■ GOAL: State how many lines of the records contain the word "patient", and give only that number.

■ EXTRACTED ENTRIES:

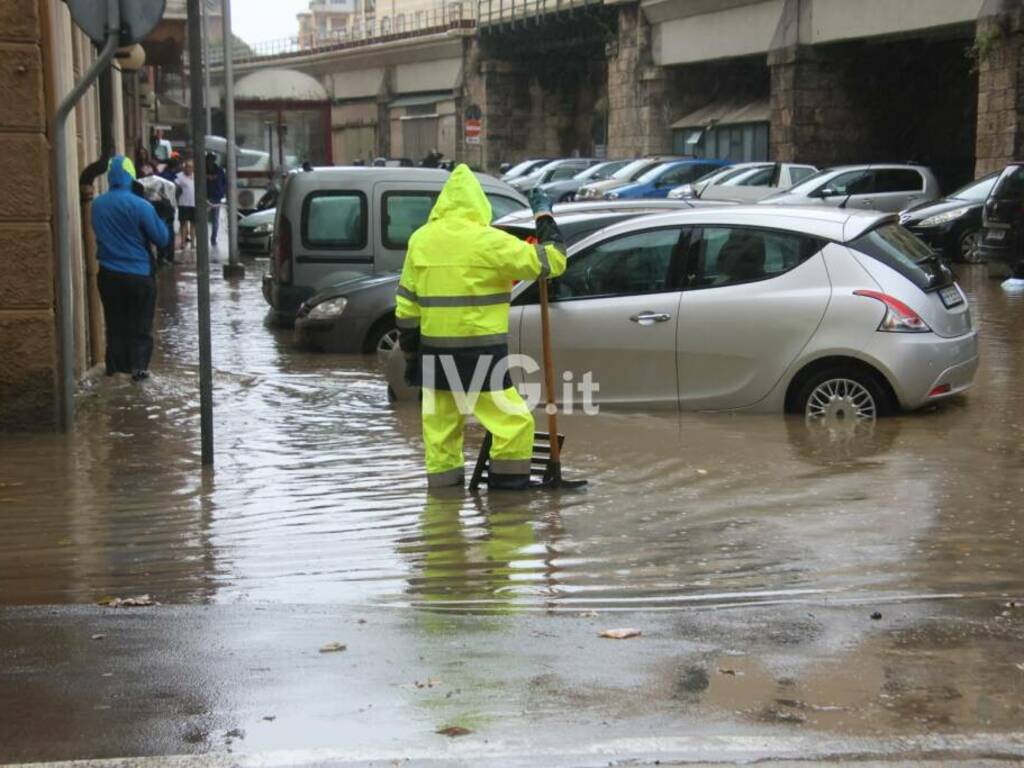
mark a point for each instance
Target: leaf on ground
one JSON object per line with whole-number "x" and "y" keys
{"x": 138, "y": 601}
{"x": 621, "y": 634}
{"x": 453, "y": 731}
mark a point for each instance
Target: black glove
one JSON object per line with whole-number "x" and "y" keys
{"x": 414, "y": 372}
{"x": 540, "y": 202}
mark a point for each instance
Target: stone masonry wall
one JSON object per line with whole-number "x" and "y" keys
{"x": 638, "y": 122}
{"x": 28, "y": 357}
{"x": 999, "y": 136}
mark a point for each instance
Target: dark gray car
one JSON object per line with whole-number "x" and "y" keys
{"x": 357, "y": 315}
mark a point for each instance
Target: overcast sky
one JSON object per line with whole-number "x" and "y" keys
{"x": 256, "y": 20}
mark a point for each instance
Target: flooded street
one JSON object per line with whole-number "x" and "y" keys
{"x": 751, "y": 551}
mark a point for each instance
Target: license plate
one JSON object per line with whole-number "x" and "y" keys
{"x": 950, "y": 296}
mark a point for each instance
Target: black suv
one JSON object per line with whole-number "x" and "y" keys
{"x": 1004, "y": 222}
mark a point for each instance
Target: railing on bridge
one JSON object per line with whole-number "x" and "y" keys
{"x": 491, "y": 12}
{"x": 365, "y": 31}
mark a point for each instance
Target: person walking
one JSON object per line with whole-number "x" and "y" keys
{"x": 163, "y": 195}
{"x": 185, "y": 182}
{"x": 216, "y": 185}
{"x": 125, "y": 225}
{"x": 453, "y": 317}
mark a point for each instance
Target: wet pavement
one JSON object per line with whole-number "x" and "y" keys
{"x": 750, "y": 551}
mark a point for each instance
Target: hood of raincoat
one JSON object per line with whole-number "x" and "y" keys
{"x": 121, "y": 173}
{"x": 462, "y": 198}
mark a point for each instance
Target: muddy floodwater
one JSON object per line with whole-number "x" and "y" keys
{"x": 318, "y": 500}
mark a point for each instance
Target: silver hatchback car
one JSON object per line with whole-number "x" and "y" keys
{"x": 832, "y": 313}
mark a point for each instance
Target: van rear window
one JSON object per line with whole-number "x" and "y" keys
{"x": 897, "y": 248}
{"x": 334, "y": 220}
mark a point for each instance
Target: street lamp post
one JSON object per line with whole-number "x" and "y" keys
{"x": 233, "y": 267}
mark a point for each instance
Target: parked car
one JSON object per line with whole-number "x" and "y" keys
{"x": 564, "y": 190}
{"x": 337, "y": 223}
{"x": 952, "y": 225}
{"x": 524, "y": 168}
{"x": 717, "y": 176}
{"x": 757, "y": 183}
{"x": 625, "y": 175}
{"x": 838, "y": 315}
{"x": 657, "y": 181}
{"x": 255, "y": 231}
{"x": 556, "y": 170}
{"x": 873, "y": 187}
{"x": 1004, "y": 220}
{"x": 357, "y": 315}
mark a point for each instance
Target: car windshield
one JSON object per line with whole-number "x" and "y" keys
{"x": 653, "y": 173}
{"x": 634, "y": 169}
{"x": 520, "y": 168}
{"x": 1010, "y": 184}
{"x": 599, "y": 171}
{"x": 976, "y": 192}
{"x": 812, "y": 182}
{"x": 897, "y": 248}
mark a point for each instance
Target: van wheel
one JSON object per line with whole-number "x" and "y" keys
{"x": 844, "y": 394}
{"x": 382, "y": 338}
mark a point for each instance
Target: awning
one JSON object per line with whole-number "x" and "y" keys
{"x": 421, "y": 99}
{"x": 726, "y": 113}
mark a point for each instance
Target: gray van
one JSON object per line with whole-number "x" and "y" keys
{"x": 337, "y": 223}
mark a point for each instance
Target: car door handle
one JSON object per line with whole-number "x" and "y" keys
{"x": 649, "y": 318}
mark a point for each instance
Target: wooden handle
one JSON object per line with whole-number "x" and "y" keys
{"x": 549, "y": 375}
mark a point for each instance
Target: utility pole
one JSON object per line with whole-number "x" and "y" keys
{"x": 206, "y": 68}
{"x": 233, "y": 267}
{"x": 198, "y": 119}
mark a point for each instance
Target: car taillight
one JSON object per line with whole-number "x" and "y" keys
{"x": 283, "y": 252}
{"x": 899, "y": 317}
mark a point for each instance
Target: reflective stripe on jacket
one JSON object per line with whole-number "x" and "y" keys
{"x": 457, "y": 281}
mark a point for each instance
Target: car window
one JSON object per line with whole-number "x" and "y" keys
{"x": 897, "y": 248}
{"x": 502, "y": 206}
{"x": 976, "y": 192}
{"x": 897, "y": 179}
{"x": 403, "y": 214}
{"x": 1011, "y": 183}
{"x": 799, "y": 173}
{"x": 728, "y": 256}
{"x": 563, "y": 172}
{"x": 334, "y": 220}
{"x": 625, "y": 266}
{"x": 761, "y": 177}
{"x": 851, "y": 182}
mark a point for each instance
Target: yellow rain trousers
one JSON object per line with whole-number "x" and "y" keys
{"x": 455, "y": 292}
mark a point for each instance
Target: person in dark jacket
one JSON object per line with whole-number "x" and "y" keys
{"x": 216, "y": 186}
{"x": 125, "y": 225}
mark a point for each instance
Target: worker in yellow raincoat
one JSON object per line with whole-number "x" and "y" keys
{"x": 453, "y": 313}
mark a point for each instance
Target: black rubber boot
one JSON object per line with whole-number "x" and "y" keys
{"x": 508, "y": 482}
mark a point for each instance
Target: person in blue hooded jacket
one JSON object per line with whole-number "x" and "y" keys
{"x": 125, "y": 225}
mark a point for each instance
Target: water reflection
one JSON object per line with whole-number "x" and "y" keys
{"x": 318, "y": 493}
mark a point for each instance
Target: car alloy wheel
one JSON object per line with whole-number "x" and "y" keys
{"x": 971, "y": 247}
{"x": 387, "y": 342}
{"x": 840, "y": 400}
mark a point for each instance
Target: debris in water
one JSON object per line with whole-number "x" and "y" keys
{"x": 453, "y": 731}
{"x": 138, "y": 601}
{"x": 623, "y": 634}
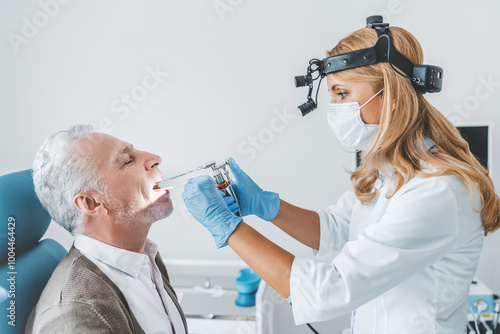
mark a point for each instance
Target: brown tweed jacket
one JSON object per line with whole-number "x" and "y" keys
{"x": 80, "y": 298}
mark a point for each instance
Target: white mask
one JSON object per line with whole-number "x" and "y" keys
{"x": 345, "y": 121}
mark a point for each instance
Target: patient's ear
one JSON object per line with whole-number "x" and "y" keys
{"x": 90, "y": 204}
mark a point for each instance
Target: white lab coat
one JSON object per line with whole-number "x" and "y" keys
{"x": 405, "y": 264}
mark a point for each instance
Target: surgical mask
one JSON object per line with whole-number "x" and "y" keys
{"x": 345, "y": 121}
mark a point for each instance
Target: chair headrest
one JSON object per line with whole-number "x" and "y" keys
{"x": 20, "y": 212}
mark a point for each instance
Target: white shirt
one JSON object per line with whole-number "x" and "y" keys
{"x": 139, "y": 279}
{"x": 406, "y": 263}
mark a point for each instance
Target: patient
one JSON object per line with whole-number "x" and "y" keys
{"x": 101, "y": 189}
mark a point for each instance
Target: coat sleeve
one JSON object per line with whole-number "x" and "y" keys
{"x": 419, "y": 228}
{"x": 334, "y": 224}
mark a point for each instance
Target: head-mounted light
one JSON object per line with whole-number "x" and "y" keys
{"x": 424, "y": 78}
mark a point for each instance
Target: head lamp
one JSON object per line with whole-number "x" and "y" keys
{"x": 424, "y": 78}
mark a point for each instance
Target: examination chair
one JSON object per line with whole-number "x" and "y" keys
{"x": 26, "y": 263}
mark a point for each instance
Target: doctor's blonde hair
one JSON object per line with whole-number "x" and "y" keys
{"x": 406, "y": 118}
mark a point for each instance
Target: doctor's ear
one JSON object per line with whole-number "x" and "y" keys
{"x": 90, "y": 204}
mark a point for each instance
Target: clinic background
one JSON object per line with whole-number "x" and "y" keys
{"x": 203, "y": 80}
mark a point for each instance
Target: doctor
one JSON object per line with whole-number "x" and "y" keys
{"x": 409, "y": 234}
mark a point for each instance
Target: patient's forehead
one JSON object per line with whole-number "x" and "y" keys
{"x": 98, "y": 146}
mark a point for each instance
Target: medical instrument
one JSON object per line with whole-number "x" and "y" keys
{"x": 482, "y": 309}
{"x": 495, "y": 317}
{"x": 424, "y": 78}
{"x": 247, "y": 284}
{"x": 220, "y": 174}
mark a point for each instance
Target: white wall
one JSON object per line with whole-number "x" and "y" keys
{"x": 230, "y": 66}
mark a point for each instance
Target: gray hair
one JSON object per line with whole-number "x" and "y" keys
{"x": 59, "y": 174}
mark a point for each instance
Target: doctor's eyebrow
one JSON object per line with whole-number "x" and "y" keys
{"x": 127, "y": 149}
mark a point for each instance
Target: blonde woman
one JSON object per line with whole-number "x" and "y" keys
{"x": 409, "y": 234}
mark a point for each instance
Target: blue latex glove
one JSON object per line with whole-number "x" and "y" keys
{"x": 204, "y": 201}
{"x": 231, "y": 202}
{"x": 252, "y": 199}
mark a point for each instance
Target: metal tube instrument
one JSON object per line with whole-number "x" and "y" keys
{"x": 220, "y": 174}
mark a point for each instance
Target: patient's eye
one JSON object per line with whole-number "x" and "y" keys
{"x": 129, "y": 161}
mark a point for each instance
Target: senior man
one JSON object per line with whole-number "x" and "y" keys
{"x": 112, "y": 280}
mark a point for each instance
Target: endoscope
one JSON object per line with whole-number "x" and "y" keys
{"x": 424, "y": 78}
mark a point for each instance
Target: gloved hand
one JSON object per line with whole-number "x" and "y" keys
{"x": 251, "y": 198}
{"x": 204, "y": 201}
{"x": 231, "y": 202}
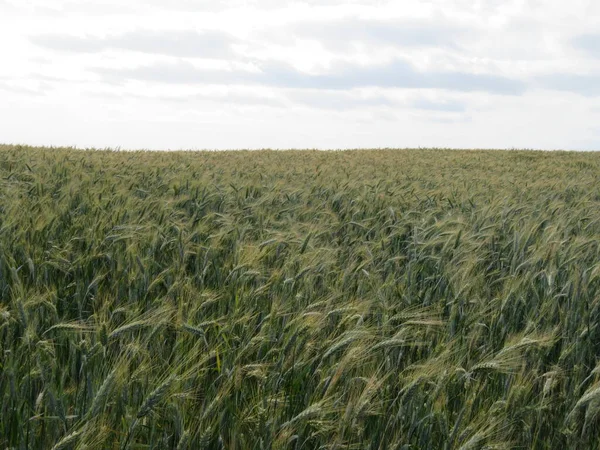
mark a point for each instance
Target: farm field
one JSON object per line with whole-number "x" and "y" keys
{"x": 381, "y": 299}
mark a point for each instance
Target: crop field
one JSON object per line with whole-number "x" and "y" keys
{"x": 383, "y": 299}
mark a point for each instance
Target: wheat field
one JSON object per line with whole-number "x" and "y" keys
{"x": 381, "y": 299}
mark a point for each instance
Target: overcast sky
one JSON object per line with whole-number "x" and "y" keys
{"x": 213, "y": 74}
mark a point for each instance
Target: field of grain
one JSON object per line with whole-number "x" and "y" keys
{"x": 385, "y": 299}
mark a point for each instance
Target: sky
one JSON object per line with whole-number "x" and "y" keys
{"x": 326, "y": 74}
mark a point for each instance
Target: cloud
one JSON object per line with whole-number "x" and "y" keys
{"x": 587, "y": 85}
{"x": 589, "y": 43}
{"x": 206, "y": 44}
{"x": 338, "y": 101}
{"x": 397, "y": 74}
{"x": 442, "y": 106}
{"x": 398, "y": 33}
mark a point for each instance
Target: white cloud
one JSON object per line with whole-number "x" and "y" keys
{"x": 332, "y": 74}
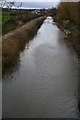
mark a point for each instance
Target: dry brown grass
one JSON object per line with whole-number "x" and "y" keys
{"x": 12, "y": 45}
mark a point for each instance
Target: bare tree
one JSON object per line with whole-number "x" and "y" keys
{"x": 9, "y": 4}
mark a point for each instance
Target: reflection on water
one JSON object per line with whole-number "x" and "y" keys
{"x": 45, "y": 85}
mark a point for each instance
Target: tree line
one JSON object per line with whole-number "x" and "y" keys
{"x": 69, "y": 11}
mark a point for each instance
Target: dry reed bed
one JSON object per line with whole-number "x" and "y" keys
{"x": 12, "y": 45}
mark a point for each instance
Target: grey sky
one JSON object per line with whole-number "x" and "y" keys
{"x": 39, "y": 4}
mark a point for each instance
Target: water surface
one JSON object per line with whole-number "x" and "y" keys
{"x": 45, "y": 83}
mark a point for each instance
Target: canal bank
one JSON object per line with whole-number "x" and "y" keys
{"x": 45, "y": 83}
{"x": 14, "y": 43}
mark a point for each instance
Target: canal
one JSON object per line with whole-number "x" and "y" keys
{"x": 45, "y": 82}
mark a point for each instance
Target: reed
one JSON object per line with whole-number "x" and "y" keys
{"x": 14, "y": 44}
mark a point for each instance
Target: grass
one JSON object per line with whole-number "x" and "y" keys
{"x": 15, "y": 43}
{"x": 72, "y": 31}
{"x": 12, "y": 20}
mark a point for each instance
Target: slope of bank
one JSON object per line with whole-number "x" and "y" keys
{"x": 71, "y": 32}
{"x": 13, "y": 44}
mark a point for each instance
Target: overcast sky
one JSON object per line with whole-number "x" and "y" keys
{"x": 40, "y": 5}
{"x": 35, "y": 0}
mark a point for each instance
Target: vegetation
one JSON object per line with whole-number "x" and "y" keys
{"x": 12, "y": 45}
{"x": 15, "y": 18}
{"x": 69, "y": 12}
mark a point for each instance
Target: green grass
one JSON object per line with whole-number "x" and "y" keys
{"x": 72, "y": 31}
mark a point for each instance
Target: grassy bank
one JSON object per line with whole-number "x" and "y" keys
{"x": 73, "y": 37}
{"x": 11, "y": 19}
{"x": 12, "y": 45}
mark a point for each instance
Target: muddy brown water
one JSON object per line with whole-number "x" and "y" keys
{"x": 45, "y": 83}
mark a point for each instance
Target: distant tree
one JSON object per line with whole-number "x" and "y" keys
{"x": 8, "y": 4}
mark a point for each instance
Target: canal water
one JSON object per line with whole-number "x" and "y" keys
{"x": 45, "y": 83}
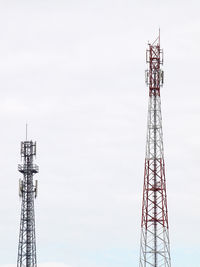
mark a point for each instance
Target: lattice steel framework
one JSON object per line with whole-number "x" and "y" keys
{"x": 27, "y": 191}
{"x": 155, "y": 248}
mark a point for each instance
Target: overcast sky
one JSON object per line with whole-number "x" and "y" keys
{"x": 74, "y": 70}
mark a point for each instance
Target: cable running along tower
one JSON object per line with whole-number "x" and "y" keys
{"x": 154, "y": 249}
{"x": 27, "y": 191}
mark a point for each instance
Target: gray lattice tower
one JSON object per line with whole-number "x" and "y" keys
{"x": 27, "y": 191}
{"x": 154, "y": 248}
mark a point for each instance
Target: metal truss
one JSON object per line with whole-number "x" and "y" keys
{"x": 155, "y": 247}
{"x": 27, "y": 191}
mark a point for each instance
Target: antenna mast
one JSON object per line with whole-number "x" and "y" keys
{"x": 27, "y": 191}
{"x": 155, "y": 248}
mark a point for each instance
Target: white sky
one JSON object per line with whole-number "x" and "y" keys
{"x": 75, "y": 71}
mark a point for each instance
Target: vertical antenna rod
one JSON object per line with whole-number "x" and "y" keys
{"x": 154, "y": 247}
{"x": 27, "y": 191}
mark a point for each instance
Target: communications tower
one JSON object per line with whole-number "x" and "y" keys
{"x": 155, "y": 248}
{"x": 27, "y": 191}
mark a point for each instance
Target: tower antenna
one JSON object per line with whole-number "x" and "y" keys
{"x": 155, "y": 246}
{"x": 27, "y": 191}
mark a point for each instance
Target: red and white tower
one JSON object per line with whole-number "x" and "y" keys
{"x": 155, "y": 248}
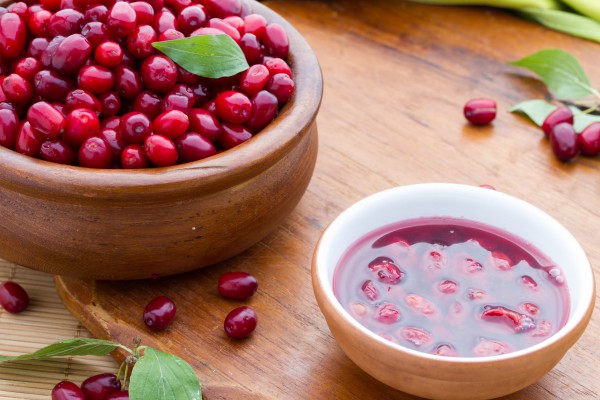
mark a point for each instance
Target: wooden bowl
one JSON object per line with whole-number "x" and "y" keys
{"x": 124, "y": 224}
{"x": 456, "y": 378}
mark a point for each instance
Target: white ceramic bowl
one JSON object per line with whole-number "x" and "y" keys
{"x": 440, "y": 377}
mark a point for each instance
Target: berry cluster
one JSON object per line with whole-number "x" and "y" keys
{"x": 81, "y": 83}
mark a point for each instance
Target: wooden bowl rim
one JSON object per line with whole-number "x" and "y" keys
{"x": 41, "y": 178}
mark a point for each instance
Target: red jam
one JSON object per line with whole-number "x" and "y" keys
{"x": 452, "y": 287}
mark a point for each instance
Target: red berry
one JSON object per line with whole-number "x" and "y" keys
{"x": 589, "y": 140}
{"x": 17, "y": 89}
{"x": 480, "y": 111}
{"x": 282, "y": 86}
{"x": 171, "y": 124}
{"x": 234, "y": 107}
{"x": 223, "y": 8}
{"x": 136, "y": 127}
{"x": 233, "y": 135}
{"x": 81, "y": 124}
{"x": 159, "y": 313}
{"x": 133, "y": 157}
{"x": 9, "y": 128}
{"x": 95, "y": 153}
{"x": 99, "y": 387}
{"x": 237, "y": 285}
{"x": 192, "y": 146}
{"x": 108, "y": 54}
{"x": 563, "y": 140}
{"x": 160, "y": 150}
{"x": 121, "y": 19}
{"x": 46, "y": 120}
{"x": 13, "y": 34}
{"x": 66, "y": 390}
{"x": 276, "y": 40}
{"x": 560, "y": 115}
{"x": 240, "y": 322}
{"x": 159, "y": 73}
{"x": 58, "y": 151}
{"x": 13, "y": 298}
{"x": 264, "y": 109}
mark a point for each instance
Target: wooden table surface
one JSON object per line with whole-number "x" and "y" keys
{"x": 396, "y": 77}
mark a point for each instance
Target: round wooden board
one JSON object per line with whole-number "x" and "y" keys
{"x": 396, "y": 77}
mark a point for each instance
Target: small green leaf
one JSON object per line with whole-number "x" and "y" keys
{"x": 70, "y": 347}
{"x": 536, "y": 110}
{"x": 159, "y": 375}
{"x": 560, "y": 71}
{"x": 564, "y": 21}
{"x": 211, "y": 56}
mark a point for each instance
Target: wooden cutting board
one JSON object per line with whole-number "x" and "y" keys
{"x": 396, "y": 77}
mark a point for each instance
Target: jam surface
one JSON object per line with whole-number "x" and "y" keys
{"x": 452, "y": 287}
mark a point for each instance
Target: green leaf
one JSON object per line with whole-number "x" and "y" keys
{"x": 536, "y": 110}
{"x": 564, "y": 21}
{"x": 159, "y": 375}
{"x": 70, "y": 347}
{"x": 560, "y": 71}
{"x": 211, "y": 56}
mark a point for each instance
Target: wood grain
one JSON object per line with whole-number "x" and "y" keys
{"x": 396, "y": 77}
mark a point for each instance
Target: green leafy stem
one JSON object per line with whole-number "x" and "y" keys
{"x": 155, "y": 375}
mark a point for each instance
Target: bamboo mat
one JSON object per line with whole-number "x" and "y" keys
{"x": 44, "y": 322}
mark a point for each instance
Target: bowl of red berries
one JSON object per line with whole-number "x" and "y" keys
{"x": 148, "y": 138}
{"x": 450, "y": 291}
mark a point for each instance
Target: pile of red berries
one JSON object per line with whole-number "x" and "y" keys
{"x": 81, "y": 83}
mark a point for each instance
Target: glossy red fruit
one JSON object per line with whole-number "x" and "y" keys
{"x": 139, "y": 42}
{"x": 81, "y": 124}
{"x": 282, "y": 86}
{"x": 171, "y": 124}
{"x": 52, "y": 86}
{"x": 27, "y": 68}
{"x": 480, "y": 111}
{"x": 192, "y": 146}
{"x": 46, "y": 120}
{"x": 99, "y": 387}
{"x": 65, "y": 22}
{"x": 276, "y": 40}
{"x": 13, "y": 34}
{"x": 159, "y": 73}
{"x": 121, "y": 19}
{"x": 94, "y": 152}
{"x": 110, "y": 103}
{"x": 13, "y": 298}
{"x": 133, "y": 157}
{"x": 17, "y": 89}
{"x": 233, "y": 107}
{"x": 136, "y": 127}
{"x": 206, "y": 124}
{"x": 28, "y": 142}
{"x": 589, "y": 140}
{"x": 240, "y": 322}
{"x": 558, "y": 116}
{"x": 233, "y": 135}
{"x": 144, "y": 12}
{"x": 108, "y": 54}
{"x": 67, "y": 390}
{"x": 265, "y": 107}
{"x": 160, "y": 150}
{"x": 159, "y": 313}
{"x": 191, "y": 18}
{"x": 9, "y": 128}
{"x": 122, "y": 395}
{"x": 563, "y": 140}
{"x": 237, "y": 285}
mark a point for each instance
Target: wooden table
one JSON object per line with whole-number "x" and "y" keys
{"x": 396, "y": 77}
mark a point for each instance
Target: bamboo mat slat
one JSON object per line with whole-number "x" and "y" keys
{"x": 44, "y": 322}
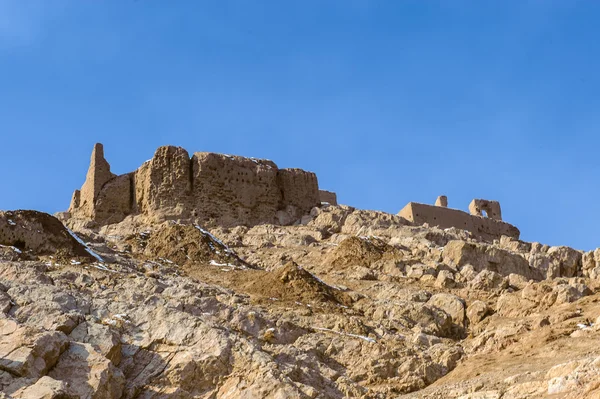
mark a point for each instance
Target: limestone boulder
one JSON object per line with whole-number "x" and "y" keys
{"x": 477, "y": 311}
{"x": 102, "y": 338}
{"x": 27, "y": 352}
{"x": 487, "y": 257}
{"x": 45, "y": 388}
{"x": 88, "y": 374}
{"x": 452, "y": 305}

■ WRITTEN RESPONSE: 4